INPUT:
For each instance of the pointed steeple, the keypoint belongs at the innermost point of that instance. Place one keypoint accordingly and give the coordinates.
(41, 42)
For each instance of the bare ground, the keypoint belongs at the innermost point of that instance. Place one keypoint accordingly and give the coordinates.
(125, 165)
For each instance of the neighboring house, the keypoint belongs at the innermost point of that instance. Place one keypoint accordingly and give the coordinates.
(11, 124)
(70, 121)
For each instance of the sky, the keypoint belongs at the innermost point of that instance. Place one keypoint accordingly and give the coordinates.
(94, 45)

EXERCISE REQUIREMENTS: Can you give everything from the line containing "For each instance of the sky, the" down through the end of the records as a numbered list, leaving out any blank lines?

ANSWER TO THE TASK:
1. For each instance of the sky, the keypoint belongs at the innermost point of that instance. Place one keypoint accordingly and give the coordinates.
2. (94, 45)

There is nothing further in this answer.